As tiers go by

People who book conventions talk about first tier, second tier, down to nth tier; there’s presumably no point in going to some place designated as n + 1. Oklahoma City is somewhere around the third tier, and at least some folks around here aspire to climbing up to the second; the whole “Big League City” promotion, devised to sell a MAPS-y tax to improve the Ford Center to full NBA standards, was the poster child for those aspirations. The first tier, where you find places like New York and Los Angeles, is of course out of reach: these are our world-class cities, and they’re not looking for competition.

What world-class cities are looking for, apparently, is homogenization:

The joy of great cities lies in their differences. What’s special about Stockholm is different from what makes London or Vienna attractive. The “world class city”, and its gormless sibling, the “world class place”, is a political slogan, conjured by globally minded, air-travel addicted wonks, that has been adopted, sadly and dimly, by politicians, quangos and planners around the world. I’ve even heard, much to my disbelief, Ken Livingstone and Boris Johnson talking of London’s need to become a “world class city”. Blimey, mush, if London hasn’t been a top-drawer city for the past Gawd-knows-how-many centuries, I don’t know where between one and eight million Londoners have been living.

The dangers of the “world class” concept are particularly disturbing for cities smaller than London more readily harmed by globalised architecture and planning. The centre of Stockholm is under threat from a tide of thoughtless, shiny, air-conditioned architectural schlock, with politicians seduced by the idea that a “vibrant” city centre has to look like a computer-generated rendering of the most slickly dreadful and characterless place you can imagine, full of smiling people in casual clothes and with more witless shops dropped on them than the Luftwaffe dropped bombs on European cities a lifetime ago.

Remember this the next time someone tells you that what Bricktown needs most is more retail.

(Via Aaron Renn.)


  1. fillyjonk »

    10 May 2010 · 10:21 am

    Of course, for those of us WITHOUT enormous expense accounts, we welcome having our conferences in places like Winona, Minnesota or Cedar Falls, Iowa – because you’re less likely to wind up with a $900 hotel bill for four nights in some city you’re too busy sitting in meetings to actually be able to see.

    Or at least that’s my experience for the standard “academic” conference – you are made to feel like a slacker if you take an afternoon off from meetings to, say, go to the Field Museum.

  2. Mark Alger »

**Tasks for this exercise**.
[a] Output the passage of the post on world-class cities from "Or at least" to "the Field Museum.".
[b] Answer these from the post on world-class cities:
(i) Around which tier is Oklahoma City placed?
(ii) The center of which city is said to be under threat from shiny, air-conditioned architecture?
(iii) Which museum does the first comment name as a place to visit on an afternoon off?
The entries come from a separate source, unrelated to the post on world-class cities.

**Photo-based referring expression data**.
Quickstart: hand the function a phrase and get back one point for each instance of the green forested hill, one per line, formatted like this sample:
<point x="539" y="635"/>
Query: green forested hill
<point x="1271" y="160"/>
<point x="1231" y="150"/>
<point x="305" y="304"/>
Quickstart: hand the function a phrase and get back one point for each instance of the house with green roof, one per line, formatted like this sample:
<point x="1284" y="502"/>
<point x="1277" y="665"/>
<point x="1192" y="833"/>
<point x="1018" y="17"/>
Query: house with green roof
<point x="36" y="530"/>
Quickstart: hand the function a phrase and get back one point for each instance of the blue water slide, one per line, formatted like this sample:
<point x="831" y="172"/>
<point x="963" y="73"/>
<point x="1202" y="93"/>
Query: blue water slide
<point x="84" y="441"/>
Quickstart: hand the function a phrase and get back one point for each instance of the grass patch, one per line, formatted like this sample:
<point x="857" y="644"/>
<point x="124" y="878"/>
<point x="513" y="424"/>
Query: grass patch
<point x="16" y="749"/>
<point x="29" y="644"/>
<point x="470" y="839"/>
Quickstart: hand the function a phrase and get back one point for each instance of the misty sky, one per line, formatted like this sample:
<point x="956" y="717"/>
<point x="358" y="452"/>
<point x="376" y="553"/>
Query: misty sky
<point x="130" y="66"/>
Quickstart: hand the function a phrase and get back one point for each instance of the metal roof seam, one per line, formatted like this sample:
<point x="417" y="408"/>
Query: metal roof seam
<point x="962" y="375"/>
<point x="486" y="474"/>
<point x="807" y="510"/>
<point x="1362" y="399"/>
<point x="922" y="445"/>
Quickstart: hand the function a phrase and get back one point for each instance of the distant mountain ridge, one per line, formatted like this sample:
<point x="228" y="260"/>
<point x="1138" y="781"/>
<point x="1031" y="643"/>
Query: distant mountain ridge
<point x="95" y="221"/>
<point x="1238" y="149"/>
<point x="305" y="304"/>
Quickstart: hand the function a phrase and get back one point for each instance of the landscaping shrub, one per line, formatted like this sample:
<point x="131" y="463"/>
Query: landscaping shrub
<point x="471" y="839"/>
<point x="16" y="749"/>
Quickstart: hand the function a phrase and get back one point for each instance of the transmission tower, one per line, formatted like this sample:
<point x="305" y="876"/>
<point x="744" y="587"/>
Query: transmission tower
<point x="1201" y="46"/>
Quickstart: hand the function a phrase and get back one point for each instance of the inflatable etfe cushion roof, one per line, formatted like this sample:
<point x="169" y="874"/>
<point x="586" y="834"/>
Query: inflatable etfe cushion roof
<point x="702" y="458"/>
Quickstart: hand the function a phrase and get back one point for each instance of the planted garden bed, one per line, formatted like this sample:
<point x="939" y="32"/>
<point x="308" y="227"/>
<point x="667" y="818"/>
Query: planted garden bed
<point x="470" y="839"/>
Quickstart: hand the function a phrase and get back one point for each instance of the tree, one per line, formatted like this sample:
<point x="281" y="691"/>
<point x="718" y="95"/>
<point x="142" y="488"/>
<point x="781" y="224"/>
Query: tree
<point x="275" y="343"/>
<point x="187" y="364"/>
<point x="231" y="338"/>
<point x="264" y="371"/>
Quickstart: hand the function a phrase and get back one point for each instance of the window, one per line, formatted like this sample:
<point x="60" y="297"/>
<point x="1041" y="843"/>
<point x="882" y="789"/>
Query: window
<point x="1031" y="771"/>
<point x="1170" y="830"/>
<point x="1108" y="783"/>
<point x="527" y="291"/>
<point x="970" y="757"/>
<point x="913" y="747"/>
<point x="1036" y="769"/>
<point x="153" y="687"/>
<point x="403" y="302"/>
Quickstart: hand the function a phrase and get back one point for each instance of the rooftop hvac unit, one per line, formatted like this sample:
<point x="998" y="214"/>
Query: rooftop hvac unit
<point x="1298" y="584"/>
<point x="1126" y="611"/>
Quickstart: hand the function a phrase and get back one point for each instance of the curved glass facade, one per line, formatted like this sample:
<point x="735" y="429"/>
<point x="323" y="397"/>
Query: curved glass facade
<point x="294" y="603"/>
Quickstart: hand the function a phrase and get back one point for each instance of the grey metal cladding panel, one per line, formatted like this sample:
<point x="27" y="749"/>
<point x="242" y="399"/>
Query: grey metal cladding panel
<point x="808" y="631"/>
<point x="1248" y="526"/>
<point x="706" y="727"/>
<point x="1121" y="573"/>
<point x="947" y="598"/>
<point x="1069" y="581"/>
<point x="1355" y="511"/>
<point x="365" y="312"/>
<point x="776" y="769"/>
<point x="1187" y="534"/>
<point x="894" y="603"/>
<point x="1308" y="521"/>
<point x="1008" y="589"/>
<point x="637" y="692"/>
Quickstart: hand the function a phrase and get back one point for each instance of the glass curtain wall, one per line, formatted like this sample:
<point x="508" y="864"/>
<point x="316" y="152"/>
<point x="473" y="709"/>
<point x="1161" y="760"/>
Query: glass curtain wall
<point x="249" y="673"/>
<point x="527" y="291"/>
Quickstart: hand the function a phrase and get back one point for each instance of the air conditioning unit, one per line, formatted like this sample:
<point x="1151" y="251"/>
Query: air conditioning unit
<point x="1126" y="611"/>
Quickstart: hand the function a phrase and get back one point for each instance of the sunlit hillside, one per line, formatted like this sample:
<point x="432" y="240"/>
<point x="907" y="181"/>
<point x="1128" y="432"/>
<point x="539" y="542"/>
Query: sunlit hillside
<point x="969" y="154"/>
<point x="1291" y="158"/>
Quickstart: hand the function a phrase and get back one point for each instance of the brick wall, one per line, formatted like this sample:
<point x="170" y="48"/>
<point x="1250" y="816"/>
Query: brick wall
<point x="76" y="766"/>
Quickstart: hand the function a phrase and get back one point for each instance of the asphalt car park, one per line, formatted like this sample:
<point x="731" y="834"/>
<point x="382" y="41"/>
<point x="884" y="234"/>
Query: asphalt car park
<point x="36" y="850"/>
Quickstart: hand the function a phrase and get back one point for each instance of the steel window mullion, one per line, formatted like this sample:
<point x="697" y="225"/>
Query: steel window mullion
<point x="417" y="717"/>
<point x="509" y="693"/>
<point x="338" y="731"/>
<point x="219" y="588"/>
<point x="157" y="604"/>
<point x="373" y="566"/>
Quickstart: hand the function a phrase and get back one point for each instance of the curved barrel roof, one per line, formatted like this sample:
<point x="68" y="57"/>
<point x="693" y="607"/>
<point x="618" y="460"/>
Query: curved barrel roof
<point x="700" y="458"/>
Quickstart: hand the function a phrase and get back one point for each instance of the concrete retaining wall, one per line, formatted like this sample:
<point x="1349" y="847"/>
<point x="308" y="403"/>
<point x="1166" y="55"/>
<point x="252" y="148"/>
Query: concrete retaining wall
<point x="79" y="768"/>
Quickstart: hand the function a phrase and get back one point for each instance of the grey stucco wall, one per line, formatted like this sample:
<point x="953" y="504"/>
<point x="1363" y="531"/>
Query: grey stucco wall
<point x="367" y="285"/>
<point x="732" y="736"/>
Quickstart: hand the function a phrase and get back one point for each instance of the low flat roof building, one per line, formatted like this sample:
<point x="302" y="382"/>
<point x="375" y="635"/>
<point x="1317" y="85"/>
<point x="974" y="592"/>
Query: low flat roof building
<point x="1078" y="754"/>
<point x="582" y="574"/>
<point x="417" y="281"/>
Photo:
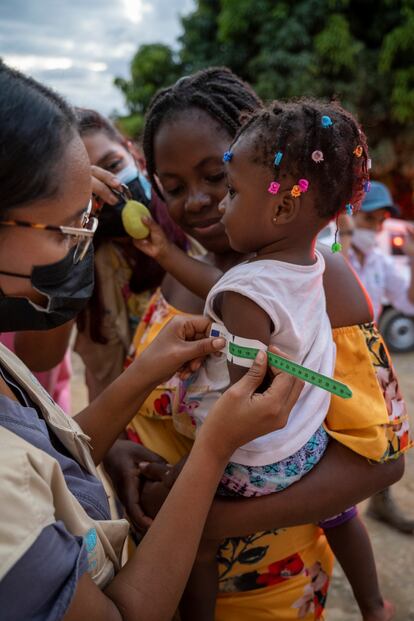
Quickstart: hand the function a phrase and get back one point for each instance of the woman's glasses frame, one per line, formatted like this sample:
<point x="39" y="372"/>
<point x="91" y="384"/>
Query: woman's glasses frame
<point x="83" y="235"/>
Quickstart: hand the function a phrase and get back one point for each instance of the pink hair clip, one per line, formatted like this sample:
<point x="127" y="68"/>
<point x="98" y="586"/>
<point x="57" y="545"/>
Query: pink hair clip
<point x="317" y="156"/>
<point x="273" y="187"/>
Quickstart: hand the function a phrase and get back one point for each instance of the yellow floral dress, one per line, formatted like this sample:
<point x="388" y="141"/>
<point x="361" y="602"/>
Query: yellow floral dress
<point x="282" y="574"/>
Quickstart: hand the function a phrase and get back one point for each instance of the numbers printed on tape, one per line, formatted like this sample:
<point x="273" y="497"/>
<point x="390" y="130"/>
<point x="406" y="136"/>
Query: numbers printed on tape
<point x="307" y="375"/>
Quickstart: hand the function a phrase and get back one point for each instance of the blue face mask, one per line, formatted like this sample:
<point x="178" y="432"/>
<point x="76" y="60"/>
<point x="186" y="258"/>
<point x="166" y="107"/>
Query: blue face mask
<point x="110" y="220"/>
<point x="131" y="172"/>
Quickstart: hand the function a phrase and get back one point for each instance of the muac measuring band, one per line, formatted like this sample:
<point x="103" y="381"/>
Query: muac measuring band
<point x="243" y="351"/>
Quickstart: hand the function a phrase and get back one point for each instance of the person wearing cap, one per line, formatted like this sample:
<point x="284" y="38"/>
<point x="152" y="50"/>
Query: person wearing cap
<point x="382" y="280"/>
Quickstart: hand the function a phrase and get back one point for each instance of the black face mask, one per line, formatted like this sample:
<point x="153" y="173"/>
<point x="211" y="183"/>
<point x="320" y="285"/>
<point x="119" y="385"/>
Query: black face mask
<point x="110" y="221"/>
<point x="67" y="287"/>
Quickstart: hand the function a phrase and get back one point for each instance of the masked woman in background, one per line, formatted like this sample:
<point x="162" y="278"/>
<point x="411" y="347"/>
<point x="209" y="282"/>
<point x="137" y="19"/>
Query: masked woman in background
<point x="60" y="553"/>
<point x="125" y="278"/>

**Solutions to the problems**.
[a]
Or at least that’s my experience for the standard “academic” conference – you are made to feel like a slacker if you take an afternoon off from meetings to, say, go to the Field Museum.

[b]
(i) Around the third tier
(ii) Stockholm
(iii) The Field Museum